# Natural-language object grounding data
-- -- --
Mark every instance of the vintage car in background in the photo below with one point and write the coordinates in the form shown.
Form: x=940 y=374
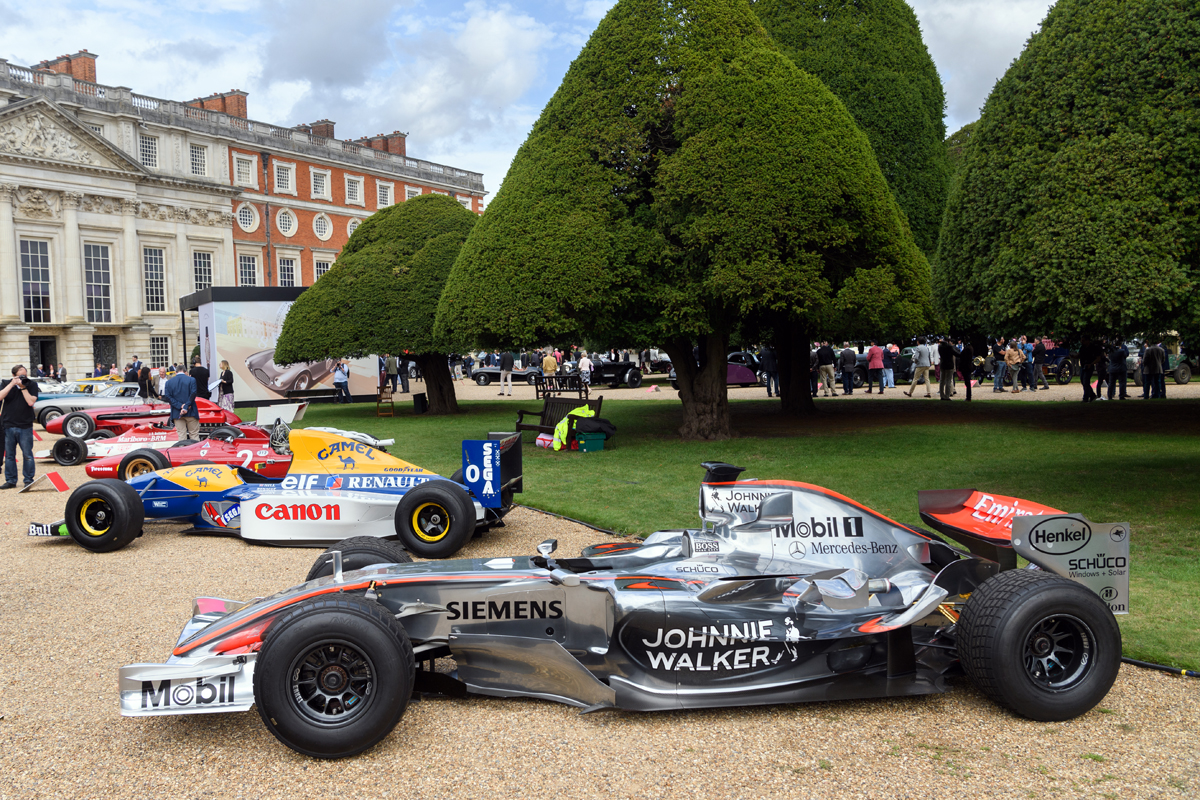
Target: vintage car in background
x=133 y=411
x=294 y=377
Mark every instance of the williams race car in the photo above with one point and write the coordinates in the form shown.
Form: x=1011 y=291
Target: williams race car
x=335 y=487
x=789 y=593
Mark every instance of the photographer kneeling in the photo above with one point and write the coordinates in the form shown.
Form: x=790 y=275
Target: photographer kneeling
x=17 y=397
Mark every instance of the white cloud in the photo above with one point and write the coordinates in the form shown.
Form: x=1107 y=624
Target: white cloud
x=972 y=43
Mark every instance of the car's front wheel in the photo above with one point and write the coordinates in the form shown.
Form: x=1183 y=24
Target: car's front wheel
x=70 y=451
x=79 y=426
x=358 y=553
x=334 y=675
x=105 y=515
x=436 y=519
x=1039 y=644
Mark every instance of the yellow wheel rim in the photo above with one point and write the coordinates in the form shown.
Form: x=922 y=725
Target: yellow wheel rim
x=138 y=467
x=431 y=522
x=100 y=513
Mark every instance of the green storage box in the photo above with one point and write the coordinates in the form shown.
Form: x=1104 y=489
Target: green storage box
x=589 y=441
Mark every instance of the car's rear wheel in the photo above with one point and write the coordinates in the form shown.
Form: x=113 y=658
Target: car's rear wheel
x=139 y=462
x=105 y=515
x=79 y=426
x=1039 y=644
x=436 y=519
x=334 y=675
x=48 y=415
x=70 y=451
x=358 y=553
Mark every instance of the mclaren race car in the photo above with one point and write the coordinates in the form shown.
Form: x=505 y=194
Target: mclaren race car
x=789 y=593
x=336 y=486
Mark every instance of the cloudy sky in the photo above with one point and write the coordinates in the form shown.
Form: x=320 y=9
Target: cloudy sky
x=463 y=79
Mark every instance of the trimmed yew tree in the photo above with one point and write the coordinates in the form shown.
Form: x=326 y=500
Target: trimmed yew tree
x=382 y=294
x=1077 y=205
x=870 y=54
x=685 y=176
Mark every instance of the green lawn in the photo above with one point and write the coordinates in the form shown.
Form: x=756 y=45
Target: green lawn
x=1132 y=462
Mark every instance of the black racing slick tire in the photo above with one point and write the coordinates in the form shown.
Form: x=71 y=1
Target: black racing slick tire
x=358 y=553
x=105 y=515
x=1039 y=644
x=77 y=425
x=436 y=519
x=139 y=462
x=334 y=675
x=70 y=451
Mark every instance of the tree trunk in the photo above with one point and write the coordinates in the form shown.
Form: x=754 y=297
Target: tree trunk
x=702 y=389
x=438 y=382
x=792 y=353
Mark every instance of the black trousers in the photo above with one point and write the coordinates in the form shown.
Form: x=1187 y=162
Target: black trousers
x=1117 y=377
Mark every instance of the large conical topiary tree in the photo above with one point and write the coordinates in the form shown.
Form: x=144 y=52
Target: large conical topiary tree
x=382 y=294
x=870 y=54
x=683 y=178
x=1077 y=205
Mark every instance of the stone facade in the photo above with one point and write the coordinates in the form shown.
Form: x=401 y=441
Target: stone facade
x=114 y=205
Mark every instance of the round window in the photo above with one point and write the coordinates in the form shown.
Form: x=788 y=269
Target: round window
x=322 y=227
x=286 y=222
x=247 y=217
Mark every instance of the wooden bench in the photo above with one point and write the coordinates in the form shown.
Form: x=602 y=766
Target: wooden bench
x=312 y=395
x=553 y=410
x=553 y=385
x=385 y=404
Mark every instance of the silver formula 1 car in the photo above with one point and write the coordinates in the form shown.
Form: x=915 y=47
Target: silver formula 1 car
x=789 y=593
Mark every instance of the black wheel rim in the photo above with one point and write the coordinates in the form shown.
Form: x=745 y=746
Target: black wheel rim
x=69 y=450
x=1059 y=653
x=331 y=683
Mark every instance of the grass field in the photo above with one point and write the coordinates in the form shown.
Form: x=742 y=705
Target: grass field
x=1116 y=462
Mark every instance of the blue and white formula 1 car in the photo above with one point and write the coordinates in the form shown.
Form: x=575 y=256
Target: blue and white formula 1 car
x=335 y=488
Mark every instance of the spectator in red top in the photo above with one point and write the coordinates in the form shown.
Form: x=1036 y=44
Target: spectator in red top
x=875 y=367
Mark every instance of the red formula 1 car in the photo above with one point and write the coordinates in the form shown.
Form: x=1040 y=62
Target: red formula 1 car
x=84 y=423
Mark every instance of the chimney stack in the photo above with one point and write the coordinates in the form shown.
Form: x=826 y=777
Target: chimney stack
x=231 y=102
x=323 y=128
x=81 y=66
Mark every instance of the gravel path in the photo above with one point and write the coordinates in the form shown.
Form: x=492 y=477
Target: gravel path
x=70 y=619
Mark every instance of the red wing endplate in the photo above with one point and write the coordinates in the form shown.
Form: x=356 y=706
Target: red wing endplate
x=976 y=515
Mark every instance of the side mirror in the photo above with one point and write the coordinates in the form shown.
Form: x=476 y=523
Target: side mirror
x=777 y=509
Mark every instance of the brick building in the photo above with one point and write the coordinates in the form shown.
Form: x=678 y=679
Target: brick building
x=113 y=205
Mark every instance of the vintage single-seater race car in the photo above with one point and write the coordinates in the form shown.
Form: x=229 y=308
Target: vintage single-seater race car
x=789 y=593
x=131 y=413
x=335 y=487
x=131 y=453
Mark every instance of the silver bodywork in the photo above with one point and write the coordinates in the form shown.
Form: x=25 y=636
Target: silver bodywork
x=789 y=593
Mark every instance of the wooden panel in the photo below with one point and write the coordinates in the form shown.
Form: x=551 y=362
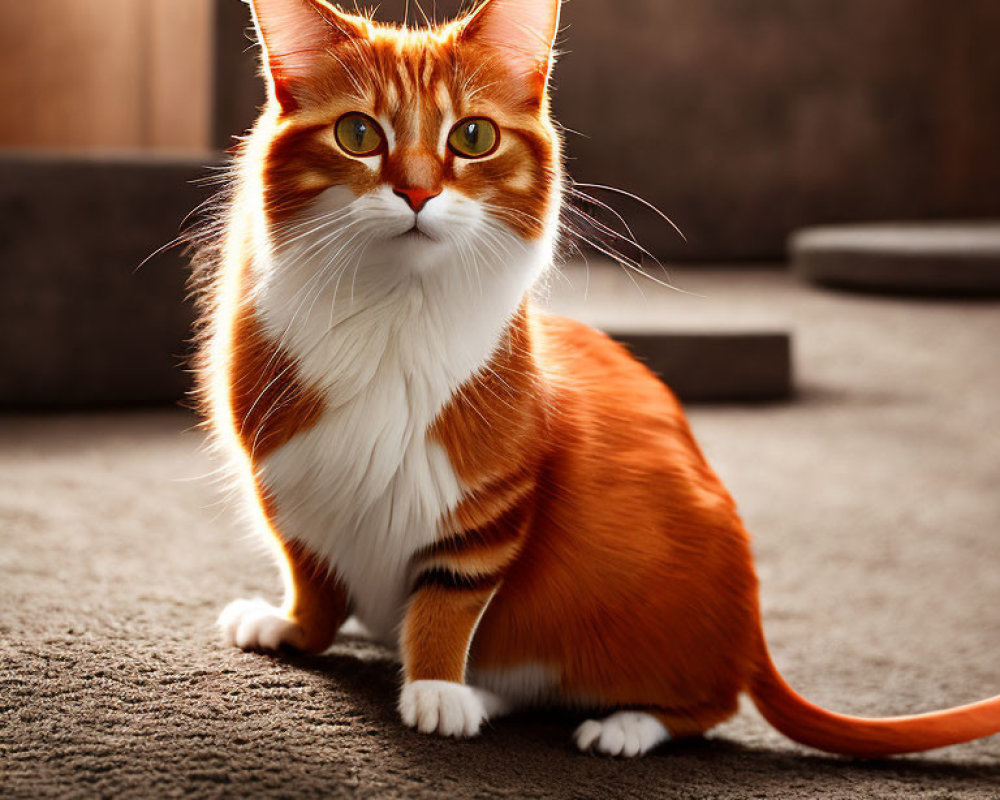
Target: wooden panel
x=108 y=75
x=180 y=50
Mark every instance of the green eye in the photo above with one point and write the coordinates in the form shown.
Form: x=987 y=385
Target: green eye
x=474 y=137
x=358 y=134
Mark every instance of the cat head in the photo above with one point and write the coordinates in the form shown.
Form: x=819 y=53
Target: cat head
x=414 y=146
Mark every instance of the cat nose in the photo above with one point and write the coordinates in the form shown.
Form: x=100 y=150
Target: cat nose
x=416 y=197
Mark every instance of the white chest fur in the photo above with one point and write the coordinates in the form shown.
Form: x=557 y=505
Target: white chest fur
x=366 y=487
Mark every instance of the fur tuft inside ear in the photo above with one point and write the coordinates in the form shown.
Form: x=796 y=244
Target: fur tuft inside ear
x=294 y=35
x=521 y=31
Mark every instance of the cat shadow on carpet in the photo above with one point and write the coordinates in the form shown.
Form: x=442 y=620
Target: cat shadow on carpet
x=536 y=745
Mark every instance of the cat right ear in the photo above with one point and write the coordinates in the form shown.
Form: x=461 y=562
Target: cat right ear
x=294 y=35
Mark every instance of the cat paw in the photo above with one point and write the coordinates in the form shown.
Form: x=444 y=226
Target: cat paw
x=625 y=733
x=443 y=707
x=257 y=625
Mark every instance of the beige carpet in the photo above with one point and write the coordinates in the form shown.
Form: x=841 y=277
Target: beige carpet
x=874 y=501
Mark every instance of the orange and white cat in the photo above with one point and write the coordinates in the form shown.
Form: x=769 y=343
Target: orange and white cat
x=506 y=495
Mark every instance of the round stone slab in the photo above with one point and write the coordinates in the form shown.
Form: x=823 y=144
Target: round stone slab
x=905 y=258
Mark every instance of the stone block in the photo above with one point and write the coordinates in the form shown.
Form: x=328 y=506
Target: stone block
x=913 y=258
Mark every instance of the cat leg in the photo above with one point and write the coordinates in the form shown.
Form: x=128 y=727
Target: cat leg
x=315 y=606
x=631 y=733
x=437 y=630
x=624 y=733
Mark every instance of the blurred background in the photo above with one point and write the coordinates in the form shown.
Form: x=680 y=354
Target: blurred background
x=744 y=121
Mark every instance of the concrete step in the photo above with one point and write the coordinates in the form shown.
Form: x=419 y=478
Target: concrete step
x=702 y=347
x=952 y=258
x=83 y=326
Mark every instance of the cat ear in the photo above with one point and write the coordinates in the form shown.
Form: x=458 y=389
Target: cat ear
x=521 y=31
x=294 y=35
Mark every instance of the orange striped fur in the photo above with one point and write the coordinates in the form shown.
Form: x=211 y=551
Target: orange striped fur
x=508 y=494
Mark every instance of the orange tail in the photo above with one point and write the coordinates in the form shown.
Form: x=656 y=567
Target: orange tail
x=811 y=725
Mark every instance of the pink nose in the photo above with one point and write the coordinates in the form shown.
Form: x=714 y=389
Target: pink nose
x=416 y=197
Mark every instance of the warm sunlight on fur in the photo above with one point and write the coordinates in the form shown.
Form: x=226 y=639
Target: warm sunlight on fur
x=507 y=496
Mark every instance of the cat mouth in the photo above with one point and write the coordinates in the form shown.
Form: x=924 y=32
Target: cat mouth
x=414 y=234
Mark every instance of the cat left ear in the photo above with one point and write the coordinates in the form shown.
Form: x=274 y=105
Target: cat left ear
x=294 y=35
x=522 y=32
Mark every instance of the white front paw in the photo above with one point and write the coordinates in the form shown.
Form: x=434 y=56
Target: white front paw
x=257 y=625
x=450 y=709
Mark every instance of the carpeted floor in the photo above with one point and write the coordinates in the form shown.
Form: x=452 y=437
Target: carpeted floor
x=873 y=500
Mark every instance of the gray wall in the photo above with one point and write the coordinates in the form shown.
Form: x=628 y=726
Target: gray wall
x=744 y=119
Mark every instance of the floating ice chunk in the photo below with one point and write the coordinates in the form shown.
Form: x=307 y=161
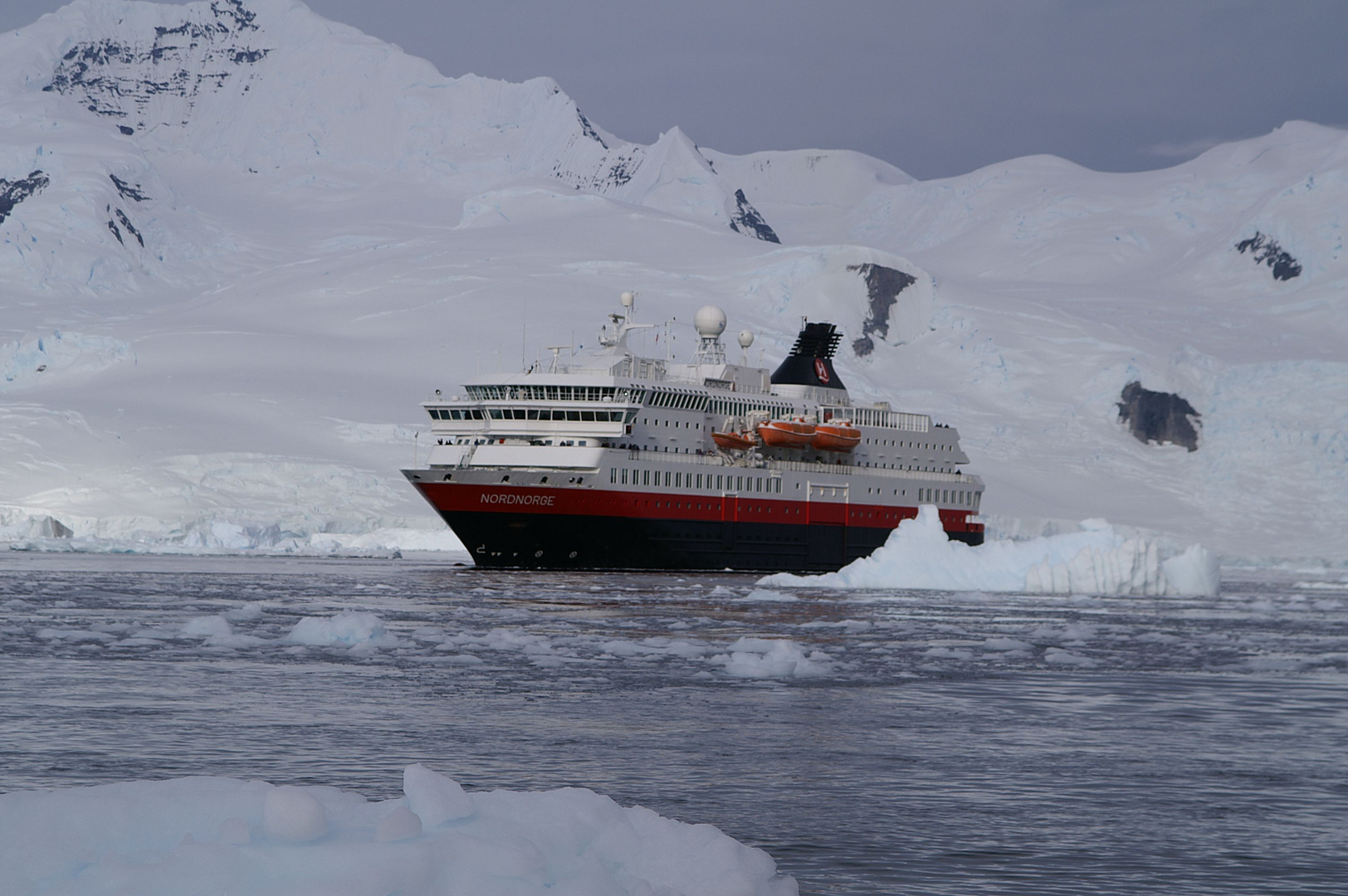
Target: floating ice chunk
x=769 y=595
x=235 y=830
x=401 y=824
x=347 y=628
x=1093 y=561
x=434 y=798
x=293 y=816
x=1194 y=572
x=763 y=658
x=1058 y=656
x=251 y=611
x=1004 y=645
x=134 y=838
x=209 y=627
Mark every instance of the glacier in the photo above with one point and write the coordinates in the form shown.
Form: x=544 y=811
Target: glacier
x=1096 y=559
x=310 y=231
x=224 y=835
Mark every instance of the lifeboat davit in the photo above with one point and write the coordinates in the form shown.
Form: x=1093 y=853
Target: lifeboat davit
x=732 y=441
x=786 y=433
x=836 y=436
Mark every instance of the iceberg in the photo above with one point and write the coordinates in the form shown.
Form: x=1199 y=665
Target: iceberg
x=1096 y=559
x=212 y=835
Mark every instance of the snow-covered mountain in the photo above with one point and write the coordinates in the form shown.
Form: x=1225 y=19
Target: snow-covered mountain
x=242 y=243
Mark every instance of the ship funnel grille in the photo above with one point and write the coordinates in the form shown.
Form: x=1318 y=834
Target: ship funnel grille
x=817 y=341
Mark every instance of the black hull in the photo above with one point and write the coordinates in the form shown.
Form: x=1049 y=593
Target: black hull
x=538 y=541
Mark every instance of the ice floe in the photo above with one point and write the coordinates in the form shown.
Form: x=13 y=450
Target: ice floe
x=1097 y=559
x=216 y=835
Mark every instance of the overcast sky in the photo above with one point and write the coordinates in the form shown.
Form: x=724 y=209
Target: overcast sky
x=937 y=88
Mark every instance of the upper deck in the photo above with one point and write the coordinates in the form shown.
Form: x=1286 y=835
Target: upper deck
x=613 y=397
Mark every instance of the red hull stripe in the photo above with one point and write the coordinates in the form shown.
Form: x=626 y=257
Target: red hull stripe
x=505 y=499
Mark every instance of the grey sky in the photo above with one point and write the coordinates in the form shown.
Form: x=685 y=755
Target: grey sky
x=935 y=88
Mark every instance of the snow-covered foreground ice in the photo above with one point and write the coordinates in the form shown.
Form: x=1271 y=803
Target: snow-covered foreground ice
x=1095 y=561
x=922 y=743
x=217 y=835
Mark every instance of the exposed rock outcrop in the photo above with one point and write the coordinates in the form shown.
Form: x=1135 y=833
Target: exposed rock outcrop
x=882 y=286
x=1160 y=416
x=1266 y=251
x=747 y=220
x=15 y=192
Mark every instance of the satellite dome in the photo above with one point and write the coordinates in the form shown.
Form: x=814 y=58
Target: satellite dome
x=710 y=321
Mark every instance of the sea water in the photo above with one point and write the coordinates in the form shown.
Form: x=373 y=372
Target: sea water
x=871 y=742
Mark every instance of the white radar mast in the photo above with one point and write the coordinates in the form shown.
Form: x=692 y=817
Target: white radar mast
x=745 y=341
x=710 y=324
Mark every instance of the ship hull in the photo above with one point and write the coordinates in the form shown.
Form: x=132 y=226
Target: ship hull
x=566 y=530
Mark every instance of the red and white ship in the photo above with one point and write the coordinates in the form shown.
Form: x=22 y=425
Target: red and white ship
x=609 y=460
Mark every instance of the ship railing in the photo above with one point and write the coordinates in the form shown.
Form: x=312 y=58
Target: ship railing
x=803 y=466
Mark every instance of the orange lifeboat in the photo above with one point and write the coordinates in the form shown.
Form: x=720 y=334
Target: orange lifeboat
x=786 y=433
x=732 y=441
x=836 y=436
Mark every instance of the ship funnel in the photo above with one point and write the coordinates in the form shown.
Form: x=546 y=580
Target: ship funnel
x=810 y=362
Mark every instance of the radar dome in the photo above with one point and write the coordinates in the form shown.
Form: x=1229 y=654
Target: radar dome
x=710 y=321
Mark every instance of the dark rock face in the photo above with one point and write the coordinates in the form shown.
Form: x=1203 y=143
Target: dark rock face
x=1160 y=416
x=129 y=190
x=15 y=192
x=121 y=80
x=747 y=220
x=883 y=286
x=589 y=129
x=1267 y=251
x=131 y=228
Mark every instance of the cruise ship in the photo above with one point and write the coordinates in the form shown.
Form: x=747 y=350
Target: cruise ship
x=604 y=458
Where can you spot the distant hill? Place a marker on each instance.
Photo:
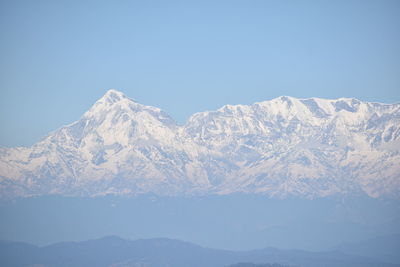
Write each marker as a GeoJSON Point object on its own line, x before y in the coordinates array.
{"type": "Point", "coordinates": [113, 251]}
{"type": "Point", "coordinates": [283, 147]}
{"type": "Point", "coordinates": [385, 248]}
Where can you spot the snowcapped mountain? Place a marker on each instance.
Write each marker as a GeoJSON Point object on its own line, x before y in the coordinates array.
{"type": "Point", "coordinates": [286, 146]}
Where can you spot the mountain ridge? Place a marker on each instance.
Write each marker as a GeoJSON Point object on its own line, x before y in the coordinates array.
{"type": "Point", "coordinates": [285, 146]}
{"type": "Point", "coordinates": [115, 251]}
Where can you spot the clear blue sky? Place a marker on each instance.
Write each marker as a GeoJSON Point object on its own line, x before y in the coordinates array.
{"type": "Point", "coordinates": [58, 57]}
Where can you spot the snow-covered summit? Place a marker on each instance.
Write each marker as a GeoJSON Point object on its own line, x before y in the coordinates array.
{"type": "Point", "coordinates": [285, 146]}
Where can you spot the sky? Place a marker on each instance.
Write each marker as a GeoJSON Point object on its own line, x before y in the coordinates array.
{"type": "Point", "coordinates": [59, 57]}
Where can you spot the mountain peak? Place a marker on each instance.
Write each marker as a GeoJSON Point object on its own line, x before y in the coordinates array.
{"type": "Point", "coordinates": [113, 96]}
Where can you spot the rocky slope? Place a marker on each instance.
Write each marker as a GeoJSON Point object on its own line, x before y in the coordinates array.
{"type": "Point", "coordinates": [286, 146]}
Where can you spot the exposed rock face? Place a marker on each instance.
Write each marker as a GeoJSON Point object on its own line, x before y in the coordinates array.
{"type": "Point", "coordinates": [285, 146]}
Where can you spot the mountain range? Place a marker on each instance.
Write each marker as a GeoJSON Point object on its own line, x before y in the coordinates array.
{"type": "Point", "coordinates": [113, 251]}
{"type": "Point", "coordinates": [283, 147]}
-- -- --
# What to work on
Return every line of the records in which the word "below" is found.

# Output of the exercise
Mark every instance of the vintage car in background in the photo below with one point and write the coordinates in the form shown.
Mark every instance of the wooden panel in the photo below with one point and write the coordinates in the form shown.
Mark every instance of the floating ice chunk in the photo below with one point and write the coordinates in the form shown.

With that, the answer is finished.